— Begin RECORDED DATA —
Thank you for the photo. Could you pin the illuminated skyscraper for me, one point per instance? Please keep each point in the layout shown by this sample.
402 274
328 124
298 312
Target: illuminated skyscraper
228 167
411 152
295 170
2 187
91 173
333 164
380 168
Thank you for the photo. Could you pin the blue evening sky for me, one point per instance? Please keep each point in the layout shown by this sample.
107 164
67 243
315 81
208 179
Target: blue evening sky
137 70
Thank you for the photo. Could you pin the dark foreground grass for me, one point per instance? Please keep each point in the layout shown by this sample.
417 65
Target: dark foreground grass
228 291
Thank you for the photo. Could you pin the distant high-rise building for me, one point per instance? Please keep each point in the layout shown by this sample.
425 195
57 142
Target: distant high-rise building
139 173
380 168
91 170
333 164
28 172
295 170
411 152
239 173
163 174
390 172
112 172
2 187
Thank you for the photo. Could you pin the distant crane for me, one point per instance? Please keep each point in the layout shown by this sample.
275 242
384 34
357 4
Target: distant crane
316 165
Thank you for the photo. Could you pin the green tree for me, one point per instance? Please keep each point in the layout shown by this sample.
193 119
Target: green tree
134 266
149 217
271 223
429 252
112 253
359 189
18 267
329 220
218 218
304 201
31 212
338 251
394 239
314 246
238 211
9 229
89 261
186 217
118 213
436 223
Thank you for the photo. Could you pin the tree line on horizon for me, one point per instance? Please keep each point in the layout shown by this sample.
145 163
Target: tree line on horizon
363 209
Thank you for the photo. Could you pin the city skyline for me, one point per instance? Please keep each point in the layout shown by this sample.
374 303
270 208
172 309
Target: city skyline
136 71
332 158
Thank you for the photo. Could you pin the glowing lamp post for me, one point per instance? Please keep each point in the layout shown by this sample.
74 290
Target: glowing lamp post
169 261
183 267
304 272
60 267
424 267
— End RECORDED DATA —
**WHAT YOU HAVE TO DO:** Turn the rows from the line containing "Thank you for the photo. Could you pin the city" through the last row into a numbered list, including both ends and skipping any blank lines.

**THE RESULT:**
1. Thank you for the photo. Could you pin the city skyline for me, one point per instance? Please keep each point in the layout shown by this sample.
2. 374 303
3. 270 208
4. 172 309
5. Target: city skyline
6. 136 71
7. 332 158
8. Thank you for the photo. Could you pin the glowing lamp post for me, one point per instance? Please keep each point in the layout shown by this sample.
9. 74 290
10. Target: glowing lamp post
11. 169 261
12. 183 267
13. 304 272
14. 60 267
15. 424 267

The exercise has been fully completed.